*Assigned task*. Below are the records; copy every line in them that holds the string "carved".

[Opening Data excerpts section]

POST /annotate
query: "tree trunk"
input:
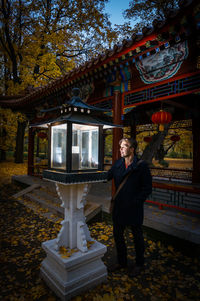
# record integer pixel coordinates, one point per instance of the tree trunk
(19, 153)
(2, 155)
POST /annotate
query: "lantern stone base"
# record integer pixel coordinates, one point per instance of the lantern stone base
(69, 277)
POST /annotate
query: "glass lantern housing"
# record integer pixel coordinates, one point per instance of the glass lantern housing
(76, 142)
(75, 147)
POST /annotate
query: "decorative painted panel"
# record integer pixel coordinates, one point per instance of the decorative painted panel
(163, 64)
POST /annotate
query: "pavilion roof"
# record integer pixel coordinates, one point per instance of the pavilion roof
(133, 48)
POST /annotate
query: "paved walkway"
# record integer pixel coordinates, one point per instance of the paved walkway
(176, 223)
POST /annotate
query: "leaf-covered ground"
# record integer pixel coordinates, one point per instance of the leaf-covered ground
(169, 274)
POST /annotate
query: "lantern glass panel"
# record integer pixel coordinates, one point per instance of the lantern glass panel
(58, 146)
(85, 147)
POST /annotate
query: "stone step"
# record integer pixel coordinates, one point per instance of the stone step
(26, 190)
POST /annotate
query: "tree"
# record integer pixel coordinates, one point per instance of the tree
(42, 39)
(8, 133)
(145, 11)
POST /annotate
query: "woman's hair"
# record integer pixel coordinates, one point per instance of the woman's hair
(132, 142)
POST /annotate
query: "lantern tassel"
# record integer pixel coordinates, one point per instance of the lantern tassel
(161, 127)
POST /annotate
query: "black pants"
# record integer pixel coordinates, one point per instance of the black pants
(118, 232)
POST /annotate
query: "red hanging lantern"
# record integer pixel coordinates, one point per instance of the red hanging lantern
(161, 118)
(175, 138)
(147, 139)
(42, 135)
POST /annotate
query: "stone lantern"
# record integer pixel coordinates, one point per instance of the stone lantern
(75, 161)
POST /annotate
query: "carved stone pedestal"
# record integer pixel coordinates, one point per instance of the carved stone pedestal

[Closing Data excerpts section]

*Solution to this task*.
query: "carved stone pedestal"
# record integer pixel coordinates, one point per instance of the carved stone pedestal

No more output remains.